* **WHAT THE TASK REQUIRES**
Quote precisely the final stretch of the listing: start at the line containing "the grass and" and stop after the last line.

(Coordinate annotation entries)
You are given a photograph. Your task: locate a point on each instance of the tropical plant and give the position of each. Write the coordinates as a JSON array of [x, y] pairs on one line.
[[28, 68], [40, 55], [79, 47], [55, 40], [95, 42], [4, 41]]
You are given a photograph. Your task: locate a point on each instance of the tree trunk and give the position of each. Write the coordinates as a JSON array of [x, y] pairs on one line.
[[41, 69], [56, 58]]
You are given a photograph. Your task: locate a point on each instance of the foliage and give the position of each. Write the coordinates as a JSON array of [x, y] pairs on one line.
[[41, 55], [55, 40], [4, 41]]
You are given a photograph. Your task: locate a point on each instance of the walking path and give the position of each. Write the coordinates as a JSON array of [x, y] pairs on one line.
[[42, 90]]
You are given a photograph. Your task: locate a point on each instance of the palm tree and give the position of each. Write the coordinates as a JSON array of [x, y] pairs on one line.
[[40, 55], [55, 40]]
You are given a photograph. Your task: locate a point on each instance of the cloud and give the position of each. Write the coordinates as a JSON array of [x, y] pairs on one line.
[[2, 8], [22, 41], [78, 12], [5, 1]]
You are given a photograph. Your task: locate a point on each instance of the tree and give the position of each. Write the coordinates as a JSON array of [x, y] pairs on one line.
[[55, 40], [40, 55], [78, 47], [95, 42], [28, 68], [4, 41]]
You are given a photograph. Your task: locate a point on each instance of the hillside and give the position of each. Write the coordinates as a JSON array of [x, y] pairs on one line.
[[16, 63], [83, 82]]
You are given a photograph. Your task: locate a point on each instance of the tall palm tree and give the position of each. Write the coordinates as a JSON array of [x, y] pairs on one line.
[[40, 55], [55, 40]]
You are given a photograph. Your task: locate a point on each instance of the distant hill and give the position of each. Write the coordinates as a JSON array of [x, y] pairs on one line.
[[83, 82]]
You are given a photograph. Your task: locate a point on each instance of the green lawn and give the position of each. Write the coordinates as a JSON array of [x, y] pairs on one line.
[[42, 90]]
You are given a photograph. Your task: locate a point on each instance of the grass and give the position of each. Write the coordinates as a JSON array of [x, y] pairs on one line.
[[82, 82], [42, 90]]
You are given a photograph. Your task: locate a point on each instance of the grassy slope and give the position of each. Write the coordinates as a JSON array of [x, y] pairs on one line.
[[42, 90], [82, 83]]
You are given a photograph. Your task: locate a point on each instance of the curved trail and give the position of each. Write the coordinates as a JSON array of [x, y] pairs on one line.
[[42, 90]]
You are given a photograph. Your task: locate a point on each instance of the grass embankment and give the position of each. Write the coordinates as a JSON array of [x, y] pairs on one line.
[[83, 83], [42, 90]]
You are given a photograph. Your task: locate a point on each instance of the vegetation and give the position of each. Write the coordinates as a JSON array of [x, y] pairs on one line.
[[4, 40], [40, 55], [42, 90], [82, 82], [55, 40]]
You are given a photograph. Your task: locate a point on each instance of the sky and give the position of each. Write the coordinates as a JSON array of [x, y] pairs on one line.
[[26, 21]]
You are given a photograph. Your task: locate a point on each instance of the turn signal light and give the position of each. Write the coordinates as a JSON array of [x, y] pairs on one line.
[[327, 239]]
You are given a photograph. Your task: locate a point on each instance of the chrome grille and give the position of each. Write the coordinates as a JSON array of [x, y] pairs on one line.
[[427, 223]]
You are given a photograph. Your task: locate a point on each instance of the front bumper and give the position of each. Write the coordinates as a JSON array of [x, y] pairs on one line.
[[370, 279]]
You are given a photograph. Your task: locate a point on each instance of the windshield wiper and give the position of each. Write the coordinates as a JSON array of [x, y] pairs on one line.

* **OUTPUT OF THE TASK**
You are given a photograph. Your task: locate a point on each instance of the grass and give the position of each. Write the coordinates as a JSON array of [x, y] pairs on one line.
[[82, 82], [42, 90]]
You are given a photograph. Your task: locate a point on each instance of the grassy slope and give the position of each. Write the coordinates as a JSON array of [x, y] pairs on one line.
[[42, 90], [82, 83]]
You are given a photograph. Your task: locate a point on each instance of the curved trail and give the position of each. Write the coordinates as a JSON array of [x, y] pairs on one line.
[[42, 90]]
You are given a photograph. Your task: locate a point on each instance of the grass embankment and give the position of each. Write the coordinates as a JSON array of [x, y] pairs on one line.
[[83, 83], [42, 90]]
You are given a photograph. Your task: locate a point on each instance of the vegetation and give the position of each. Write the coordinates as a JSON array of [x, y] pairs on one line.
[[4, 40], [40, 55], [42, 90], [82, 82], [55, 40]]
You are given a photograph. Your task: locate a point on each instance of the sky and give the position of each. Write the coordinates as a JSON array of [x, y] pairs on one line.
[[26, 21]]
You are given a photograph. Your task: locate a point on each instance of the turn signal light and give the position of each. Write the coordinates as a JSON array of [x, y] pairs on one line.
[[327, 239]]
You are given a photograph. Your task: locate a point on each instance of the chrome grille and give the position of each. Write the coordinates as a JSON array of [x, y] pairs on one line.
[[427, 223]]
You are given a photograph. Your task: locate a point on each instance of the front bumper and give the position of each. Write the coordinates as a JSON array of [x, y] pairs on one line.
[[370, 279]]
You are given a photograph. Your task: locate a point on each instance of the windshield wiper and give the position of each. Write the coordinates as a JSON array of [x, y] pairs on one line.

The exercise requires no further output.